Trecho fornecido:
===

As empreiteiras investigadas e a Petrobras têm, em conjunto, dívida com bancos nacionais e internacionais e fornecedores superior a R$ 500 bilhões. Declarar a inidoneidade dessas empresas e impedir a participação em obras públicas significaria, portanto, risco de calote equivalente a 10% do Produto Interno Bruto. Esse é o resumo de estudo que circula no Planalto, baseado em análises do BNDES e da Advocacia-Geral da União (AGU), divulgado pela jornal Folha de S. Paulo. O levantamento ajudou a formar a ideia de que a punição imposta aos empresários e executivos das empreiteiras não deve atingir as empresas, sob pena de moratória em dívidas e ceifa de empregos.
Empresas envolvidas seriam grandes demais para quebrar?
Às vésperas da crise que levou à bancarrota algumas das maiores instituições financeiras americanas em 2008, muitos analistas perguntavam se companhias problemáticas não seriam grandes demais para quebrar. Passados mais de seis anos da tempestade, a resposta já é conhecida: nenhuma empresa é tão grande que não possa quebrar.
A dúvida aparece mais uma vez, agora em território nacional, quando algumas das grandes construtoras brasileiras enfrentam uma situação totalmente impensada um ano atrás: forte restrição de crédito no mercado e caixa apertado.
As companhias envolvidas no escândalo da Petrobras figuram na lista de maiores companhias do país e, juntas, são responsáveis por centenas de milhares de empregos. Donas de faturamentos bilionários, nem todas têm a solidez financeira de meses atrás.
Entre as investigadas, as companhias de menor receita são as mais dependentes das encomendas da Petrobras. Cerca de 35% do faturamento anual da UTC, por exemplo, está vinculado a contratos com a estatal. Na Odebrecht, a maior delas, este percentual é de 0,7%.
São também as companhias mais alavancadas - empresa toma dinheiro emprestado a uma taxa mais baixa do que vai obter como retorno do investimento. A alavancagem é uma forma de aumentar a participação em obras sem precisar de capital próprio.
O endividamento - principalmente por meio de empréstimos e debêntures, que são títulos emitidos por empresas para captar recursos - aumentou muito a exposição das companhias, mas tudo parecia bem enquanto as obras estavam em andamento e o dinheiro seguia entrando em caixa.
- Apesar de arriscada, a prática é utilizada pelas companhias porque aumenta o retorno dos acionistas. Quanto mais elevada a alavancagem, maior o retorno, maior o risco. Houve "fome" em excesso de algumas empresas que tentaram abocanhar uma parte maior do filé sem ter estrutura financeira para isso - resume um analista que pediu para não ser identificado.
Escândalo afasta bancos
O perigo ficou evidente quando os bancos - a partir das denúncias de corrupção - passaram a reduzir os empréstimos para empresas envolvidas no escândalo. Com o caixa apertado e dívidas de curto prazo, algumas construtoras passaram a vender ativos para fazer frente aos investimentos assumidos e honrar compromissos.

===

Dados extraídos:
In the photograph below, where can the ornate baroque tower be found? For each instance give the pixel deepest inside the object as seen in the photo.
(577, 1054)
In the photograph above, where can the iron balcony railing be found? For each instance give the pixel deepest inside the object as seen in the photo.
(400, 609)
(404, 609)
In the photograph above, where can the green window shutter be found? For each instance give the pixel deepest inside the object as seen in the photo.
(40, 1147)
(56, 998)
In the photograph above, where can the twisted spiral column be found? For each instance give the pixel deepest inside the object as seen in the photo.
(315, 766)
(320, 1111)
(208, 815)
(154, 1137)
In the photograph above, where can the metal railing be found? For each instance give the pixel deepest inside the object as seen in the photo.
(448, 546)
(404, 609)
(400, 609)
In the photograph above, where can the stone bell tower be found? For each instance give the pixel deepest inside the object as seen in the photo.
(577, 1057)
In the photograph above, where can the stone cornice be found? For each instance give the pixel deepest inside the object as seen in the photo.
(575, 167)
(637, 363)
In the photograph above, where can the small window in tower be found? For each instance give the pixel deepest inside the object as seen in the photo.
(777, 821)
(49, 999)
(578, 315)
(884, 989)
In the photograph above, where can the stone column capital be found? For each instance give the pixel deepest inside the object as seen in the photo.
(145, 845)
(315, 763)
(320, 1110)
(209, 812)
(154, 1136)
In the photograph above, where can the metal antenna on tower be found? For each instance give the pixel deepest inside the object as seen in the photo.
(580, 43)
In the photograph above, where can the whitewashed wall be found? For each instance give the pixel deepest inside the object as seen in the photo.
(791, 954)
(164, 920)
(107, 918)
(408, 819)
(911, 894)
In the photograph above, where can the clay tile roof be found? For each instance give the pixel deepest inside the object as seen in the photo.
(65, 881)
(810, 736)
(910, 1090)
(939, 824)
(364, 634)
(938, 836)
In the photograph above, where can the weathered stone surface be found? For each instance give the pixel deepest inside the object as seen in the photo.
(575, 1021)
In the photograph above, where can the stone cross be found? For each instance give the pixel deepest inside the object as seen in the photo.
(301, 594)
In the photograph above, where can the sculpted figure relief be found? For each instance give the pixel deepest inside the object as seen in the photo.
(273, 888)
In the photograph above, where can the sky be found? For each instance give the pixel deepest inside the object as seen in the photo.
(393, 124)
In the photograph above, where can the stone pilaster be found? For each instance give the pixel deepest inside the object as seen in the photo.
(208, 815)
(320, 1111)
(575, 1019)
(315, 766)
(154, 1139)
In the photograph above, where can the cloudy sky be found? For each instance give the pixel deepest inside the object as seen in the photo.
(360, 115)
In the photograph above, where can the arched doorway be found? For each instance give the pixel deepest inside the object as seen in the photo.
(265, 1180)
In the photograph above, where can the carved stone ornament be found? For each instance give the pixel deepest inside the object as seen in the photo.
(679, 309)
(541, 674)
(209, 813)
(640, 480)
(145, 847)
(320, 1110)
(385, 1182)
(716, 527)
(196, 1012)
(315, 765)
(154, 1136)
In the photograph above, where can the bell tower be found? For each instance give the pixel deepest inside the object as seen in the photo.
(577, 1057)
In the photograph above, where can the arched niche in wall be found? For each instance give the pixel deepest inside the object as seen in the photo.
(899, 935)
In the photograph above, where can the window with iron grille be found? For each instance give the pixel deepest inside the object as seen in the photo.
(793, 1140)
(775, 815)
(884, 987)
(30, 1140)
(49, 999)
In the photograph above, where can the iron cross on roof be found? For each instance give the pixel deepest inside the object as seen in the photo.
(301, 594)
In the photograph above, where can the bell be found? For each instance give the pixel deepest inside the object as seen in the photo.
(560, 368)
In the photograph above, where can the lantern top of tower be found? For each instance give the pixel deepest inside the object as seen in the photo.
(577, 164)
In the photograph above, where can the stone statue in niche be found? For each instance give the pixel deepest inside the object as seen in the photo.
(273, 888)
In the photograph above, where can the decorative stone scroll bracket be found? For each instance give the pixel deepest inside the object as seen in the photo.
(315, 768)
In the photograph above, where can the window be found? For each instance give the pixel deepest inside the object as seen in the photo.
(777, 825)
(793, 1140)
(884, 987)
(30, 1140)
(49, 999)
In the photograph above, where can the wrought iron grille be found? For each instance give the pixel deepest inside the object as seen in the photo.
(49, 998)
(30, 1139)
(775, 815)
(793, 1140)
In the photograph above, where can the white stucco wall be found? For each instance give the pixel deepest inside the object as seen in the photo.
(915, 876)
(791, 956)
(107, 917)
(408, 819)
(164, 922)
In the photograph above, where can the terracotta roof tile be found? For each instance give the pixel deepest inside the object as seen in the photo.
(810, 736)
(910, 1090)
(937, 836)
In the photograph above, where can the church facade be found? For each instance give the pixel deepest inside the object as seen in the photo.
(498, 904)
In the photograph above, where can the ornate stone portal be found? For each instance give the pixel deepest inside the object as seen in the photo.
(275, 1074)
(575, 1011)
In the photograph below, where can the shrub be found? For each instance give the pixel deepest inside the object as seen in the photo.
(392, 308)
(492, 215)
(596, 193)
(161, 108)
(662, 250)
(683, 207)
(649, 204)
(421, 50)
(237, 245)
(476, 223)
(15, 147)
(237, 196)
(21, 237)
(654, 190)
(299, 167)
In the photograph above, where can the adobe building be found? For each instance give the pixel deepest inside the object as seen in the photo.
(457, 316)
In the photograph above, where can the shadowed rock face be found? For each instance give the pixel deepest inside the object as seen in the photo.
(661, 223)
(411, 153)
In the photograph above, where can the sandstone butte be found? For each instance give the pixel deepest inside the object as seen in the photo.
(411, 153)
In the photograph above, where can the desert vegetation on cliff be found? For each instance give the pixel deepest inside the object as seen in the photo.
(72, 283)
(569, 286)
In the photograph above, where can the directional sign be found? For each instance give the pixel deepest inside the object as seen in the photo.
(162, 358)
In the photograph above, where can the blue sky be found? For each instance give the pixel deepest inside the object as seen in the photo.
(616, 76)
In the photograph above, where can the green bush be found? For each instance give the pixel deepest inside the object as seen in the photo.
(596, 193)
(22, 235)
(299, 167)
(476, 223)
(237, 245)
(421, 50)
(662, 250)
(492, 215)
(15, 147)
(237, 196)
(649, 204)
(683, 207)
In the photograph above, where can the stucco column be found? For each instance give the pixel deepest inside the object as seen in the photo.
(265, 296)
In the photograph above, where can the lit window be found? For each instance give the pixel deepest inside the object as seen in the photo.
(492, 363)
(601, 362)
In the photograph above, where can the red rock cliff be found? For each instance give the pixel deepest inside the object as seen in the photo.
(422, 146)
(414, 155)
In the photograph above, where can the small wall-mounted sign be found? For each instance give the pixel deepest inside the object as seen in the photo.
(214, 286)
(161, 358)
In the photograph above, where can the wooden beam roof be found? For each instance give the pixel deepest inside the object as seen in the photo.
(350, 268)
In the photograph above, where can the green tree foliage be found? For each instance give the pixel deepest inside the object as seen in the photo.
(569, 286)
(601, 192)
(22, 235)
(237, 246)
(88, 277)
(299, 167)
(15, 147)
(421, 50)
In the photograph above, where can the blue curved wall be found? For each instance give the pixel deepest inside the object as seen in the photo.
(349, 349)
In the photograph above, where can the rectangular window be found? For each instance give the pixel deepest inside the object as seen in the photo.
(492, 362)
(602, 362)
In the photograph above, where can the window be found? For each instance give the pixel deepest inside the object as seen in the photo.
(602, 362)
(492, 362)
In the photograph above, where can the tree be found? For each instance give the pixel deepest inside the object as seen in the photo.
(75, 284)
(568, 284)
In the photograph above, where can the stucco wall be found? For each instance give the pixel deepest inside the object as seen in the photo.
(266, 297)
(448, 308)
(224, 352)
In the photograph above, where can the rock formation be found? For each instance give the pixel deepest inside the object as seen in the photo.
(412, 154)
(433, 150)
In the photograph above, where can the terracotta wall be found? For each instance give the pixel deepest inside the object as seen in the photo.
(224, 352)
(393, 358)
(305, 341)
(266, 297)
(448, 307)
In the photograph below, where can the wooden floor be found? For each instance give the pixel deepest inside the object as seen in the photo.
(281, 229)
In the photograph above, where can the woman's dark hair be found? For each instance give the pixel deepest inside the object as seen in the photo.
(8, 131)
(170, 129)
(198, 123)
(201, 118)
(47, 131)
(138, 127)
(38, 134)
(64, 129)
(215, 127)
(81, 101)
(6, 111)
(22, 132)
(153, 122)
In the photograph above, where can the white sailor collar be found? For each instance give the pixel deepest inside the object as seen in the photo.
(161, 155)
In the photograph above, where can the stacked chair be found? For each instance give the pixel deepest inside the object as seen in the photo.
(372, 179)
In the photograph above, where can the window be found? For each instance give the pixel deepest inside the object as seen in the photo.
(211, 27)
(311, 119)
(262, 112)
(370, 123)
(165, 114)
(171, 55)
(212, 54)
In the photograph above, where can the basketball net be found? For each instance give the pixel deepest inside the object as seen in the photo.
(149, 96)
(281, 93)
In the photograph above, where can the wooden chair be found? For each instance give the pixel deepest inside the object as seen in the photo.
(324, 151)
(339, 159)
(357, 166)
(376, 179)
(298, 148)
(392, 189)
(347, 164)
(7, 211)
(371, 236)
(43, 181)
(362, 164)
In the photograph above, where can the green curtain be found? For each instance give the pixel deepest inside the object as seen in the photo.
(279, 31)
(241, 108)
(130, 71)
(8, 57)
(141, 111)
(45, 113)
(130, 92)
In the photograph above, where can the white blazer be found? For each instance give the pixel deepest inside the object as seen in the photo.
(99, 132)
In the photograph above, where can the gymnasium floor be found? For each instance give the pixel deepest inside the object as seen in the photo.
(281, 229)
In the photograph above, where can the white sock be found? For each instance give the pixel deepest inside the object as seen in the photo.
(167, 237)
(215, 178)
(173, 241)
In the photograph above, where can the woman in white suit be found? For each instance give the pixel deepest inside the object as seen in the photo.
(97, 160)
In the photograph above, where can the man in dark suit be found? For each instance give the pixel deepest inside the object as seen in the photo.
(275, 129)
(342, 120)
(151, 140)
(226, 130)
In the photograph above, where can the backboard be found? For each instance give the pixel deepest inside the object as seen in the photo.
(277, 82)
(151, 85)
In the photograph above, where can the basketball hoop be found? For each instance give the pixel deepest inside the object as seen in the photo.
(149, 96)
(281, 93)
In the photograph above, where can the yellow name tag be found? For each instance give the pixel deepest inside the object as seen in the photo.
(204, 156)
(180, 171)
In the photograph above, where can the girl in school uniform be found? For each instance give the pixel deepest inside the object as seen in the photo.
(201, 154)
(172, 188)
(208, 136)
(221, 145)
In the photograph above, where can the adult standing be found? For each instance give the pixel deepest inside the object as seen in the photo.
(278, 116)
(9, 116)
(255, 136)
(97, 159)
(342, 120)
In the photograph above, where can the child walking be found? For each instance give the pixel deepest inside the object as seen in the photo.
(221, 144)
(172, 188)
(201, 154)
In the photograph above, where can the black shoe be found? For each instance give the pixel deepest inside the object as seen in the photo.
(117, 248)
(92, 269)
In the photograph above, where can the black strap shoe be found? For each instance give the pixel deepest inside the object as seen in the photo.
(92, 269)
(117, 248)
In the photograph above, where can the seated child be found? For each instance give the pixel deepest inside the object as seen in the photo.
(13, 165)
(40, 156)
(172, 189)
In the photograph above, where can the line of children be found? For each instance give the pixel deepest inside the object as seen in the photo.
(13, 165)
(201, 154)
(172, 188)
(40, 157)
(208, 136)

===

Solicitações:
1. Calcule em quantas linhas aparece a sequência "tile", diferenciando maiúsculas de minúsculas. Responda apenas com o número.
2. Continue o texto sobre as dívidas das empreiteiras investigadas a partir do ponto em que ele termina.

Respostas por tarefa:
1. 2

2.
Agência de classificação de risco de crédito, a Fitch colocou todas as construtoras brasileiras analisadas em observação negativa e reduziu a nota da OAS e suas subsidiárias de "B+" para "D", que indica probabilidade de inadimplência. A redução da nota de crédito da empresa por agências aponta que as companhias precisarão pagar juro mais alto para continuar captando recursos no mercado.
O possível calote pressiona também bancos brasileiros públicos e privados que emprestaram grandes quantias e agora ficam bastante expostos, pontua a Fitch.
- Não é só a saúde financeira dos bancos públicos que deve preocupar o governo. As construtoras brasileiras são responsáveis por milhares de vagas. As montadoras estão demitindo, então a pressão política por uma solução aumenta - afirma João Ricardo Costa Filho, da Pezco Mycroanalysis.
Estrangeiras atentas ao espaço que pode se abrir
Não faz muito tempo, as construtoras brasileiras ensaiavam uma disputa com os chineses pelo mercado africano. O bom momento do cenário local estimulava as grandes companhias a mirar além-mar, principalmente em Angola e Moçambique. Agora correm o risco de perderem espaço dentro do próprio quintal.
A esperada redução dos planos de investimento da Petrobras e um ambiente de preços de petróleo mais baixos já eram razão de sobressalto. Com forte presença na economia, a diminuição de encomendas da estatal costuma ter efeito direto sobre várias das empresas, que têm a petroleira como uma das principais clientes.
A suspensão aplicada a 23 das empresas citadas na Operação Lava-Jato no final de dezembro - e a eventual declaração de inidoneidade - pode ser o empurrão que faltava para a vinda de empresas estrangeiras, associadas a empresas locais de médio porte, hoje incapazes de assumir obras sozinhas.
Juntas, as nove companhias cujas sedes vêm sendo alvo de buscas ou que tiveram executivos presos detêm ao menos R$ 70 bilhões em contratos da Petrobras e do governo, como usinas na Amazônia.
Chinesas costumam trazer mão de obra
No segmento de óleo e gás, os chineses saem na frente de possíveis concorrentes americanos ou europeus. Além de trabalharem com taxa de retorno mais baixa e recurso de sobra, os asiáticos estão consolidados no setor - duas grandes estatais chinesas atuam no país. A China National Petroleum Corporation e China National Offshore Oil Corporation são sócias em 12 blocos no setor de petróleo.
- Os chineses estão preparados e, já há algum tempo, miram negócios na América Latina - afirma Rodolpho Salomão, presidente da Associação Nacional dos Analistas e Especialistas em Infraestrutura.
Em grandes obras, haveria entraves, e a vinda de companhias do Exterior dependeria de movimento do governo brasileiro, afirmam analistas. Sócio-fundador do Centro Brasileiro de Infraestrutura, Adriano Pires cita as contrapartidas que os chineses costumam impor, como trabalhadores de lá e compras de máquinas da China, como possíveis obstáculos:
- O Planalto teria que abrir mão de valores defendidos com afinco.
A regulação ambiental é outro ponto. A legislação brasileira, mais rigorosa que a chinesa, seria um desafio para os asiáticos. Nesse ponto, os americanos levam vantagem. Reclamam da regulação em excesso, mas conhecem os caminhos.